Supplied records:
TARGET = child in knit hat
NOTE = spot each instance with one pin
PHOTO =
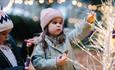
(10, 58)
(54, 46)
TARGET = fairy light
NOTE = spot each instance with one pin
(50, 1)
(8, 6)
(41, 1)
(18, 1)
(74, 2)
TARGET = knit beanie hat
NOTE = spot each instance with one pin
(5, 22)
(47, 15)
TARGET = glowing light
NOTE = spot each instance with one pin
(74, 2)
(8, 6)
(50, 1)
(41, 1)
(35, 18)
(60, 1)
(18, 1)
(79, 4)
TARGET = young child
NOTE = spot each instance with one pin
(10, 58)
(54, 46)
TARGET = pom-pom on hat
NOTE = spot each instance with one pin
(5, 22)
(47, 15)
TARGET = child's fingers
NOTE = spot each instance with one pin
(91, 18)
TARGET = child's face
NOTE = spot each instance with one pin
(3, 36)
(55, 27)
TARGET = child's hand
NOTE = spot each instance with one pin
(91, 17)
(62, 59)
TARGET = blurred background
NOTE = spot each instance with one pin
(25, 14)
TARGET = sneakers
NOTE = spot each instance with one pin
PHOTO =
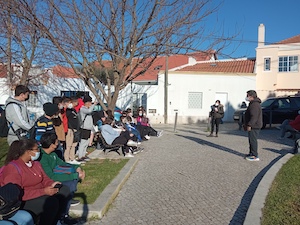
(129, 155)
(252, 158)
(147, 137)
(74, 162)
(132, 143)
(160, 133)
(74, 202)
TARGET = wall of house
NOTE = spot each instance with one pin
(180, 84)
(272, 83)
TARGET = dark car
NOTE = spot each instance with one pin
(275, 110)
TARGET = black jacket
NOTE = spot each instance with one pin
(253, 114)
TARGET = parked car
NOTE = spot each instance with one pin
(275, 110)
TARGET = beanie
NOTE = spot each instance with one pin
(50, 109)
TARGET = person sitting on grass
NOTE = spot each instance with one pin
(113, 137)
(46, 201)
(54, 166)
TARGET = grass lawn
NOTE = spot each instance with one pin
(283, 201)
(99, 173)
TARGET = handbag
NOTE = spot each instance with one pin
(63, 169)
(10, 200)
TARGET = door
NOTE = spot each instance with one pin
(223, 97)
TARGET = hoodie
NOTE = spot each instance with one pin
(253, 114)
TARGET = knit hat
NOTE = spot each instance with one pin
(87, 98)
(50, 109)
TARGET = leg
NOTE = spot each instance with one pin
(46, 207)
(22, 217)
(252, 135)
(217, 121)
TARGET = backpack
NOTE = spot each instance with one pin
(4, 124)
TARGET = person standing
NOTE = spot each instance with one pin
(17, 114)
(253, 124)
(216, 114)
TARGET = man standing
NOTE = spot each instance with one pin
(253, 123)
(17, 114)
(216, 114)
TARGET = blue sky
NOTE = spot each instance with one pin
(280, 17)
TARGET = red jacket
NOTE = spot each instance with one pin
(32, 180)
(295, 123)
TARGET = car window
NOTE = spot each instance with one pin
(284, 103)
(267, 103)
---
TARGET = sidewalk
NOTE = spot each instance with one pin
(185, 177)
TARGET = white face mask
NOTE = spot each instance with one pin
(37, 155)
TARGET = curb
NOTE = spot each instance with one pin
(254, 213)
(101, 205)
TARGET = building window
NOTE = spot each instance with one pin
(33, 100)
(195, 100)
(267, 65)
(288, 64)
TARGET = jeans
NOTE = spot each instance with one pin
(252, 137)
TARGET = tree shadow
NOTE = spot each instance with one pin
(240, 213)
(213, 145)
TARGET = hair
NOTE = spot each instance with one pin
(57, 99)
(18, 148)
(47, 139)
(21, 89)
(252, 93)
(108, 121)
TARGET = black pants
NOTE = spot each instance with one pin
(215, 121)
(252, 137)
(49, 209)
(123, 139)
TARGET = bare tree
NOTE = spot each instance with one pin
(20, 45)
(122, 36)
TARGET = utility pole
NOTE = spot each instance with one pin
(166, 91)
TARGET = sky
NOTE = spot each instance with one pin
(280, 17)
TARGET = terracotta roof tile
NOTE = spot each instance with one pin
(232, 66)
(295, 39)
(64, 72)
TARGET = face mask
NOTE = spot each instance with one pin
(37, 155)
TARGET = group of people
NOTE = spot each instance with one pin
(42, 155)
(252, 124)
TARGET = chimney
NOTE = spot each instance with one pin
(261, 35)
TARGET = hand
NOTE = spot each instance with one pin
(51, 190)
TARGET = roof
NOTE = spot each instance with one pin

Activity: From the material above, set down exactly the lines between the line holding "TARGET = dark car" and the line holding "TARGET = hoodie", inclusive. Include nothing else.

Solution:
TARGET = dark car
NOTE = spot each instance with one pin
(275, 110)
TARGET = black jacket
NOTE = spot each instance with one pin
(253, 114)
TARGET = parked car
NOTE = spot each instance with one pin
(275, 110)
TARGET = beanie
NOTE = spot each instance with one pin
(50, 109)
TARGET = person sitting on grass
NOTE = spot each instance with one pin
(113, 137)
(46, 201)
(54, 166)
TARGET = grass lawn
NOTE = spot each instance with one pin
(283, 201)
(99, 173)
TARGET = handbag
NOTE = spot each instance with one pin
(63, 169)
(10, 200)
TARGET = door
NOTE = spot each instance with one pin
(223, 97)
TARGET = hoodie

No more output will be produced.